Data for processing =>
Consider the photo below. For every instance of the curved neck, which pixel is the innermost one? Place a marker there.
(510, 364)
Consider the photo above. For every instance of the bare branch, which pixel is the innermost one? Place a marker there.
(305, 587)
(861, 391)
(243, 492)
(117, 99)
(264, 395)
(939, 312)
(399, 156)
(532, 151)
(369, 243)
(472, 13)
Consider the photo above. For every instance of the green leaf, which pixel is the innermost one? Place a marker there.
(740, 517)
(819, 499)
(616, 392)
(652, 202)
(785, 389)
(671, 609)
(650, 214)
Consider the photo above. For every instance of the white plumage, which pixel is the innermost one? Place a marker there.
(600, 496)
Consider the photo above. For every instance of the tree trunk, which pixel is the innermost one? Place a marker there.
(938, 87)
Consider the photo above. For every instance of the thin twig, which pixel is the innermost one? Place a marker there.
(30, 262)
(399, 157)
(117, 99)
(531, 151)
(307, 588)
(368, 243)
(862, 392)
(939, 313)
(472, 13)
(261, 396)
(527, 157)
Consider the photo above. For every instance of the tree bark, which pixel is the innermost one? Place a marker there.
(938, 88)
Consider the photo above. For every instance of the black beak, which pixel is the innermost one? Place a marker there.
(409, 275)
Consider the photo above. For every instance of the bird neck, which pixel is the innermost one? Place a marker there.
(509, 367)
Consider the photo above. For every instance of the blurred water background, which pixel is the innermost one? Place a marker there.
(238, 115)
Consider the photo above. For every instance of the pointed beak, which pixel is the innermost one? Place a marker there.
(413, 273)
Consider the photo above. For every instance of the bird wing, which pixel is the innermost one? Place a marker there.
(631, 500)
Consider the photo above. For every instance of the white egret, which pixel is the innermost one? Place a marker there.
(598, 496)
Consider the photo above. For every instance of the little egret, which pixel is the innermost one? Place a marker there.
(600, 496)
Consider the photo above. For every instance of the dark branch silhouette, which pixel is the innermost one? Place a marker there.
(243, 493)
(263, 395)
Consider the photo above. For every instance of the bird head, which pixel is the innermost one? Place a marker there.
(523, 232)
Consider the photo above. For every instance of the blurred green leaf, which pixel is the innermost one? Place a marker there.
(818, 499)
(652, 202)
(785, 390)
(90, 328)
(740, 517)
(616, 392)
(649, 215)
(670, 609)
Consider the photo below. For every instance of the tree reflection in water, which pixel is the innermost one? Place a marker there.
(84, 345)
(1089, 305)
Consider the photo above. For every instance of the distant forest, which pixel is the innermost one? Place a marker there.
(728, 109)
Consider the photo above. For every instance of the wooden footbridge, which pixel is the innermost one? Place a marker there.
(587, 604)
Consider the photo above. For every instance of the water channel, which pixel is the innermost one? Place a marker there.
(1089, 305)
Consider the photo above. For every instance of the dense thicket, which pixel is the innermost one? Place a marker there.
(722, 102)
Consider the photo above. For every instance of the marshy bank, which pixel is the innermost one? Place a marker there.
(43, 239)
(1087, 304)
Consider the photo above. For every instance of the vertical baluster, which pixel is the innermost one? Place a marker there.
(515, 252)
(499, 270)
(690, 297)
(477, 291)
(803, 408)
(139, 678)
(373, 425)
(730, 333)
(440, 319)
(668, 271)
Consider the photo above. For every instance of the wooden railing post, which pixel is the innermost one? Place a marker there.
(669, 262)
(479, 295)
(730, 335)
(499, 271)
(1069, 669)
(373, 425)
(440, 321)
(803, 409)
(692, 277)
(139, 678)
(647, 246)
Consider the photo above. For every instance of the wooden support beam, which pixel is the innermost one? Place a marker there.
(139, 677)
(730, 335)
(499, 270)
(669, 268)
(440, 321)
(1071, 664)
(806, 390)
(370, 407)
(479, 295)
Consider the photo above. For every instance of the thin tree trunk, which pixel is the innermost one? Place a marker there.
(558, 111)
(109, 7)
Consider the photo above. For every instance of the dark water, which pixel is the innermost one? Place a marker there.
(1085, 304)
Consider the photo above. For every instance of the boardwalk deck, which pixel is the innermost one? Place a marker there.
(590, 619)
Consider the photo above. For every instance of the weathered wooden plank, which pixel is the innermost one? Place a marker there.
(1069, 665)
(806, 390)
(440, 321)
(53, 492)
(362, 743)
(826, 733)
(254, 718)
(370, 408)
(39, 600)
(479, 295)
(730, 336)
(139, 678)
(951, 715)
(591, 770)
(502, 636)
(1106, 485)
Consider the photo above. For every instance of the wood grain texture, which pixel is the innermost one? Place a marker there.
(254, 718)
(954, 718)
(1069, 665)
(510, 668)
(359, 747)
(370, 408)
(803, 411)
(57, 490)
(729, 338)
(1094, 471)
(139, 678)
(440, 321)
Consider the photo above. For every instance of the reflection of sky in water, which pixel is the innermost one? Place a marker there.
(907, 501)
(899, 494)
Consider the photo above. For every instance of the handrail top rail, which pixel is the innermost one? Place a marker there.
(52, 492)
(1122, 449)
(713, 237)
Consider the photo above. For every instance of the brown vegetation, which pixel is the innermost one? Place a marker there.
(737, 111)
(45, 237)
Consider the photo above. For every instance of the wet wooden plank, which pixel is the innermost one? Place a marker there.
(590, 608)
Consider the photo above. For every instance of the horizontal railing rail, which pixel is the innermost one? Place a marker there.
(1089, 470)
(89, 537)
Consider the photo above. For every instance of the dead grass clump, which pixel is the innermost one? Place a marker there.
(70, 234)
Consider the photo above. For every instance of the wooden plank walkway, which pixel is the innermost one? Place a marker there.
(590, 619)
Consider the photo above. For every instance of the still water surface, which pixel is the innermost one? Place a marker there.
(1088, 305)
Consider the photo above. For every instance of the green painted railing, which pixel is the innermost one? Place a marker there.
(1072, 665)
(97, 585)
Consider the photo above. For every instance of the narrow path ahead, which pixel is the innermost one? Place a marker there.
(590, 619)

Stated goal => Set down exactly what runs from the line with "Consider the photo above. For every instance of the wooden plank" to the last line of the data above, including both of those lines and no others.

Output of the exercise =>
Consider the photo above. For every instance of the wooden plank walkway, which pixel is the innermost one? Place a marker there.
(590, 619)
Consider the photo above. For every instance of the still water surface, which pixel is the innermost one? Place a marker there.
(1088, 305)
Consider the photo above. For every instance of the green painted railing, which pixel is the innermost one? Place a marker there.
(1072, 665)
(97, 585)
Consider the photo above. For every instance of the narrow path ahead, which pixel is the innermost one? Place a marker there.
(590, 619)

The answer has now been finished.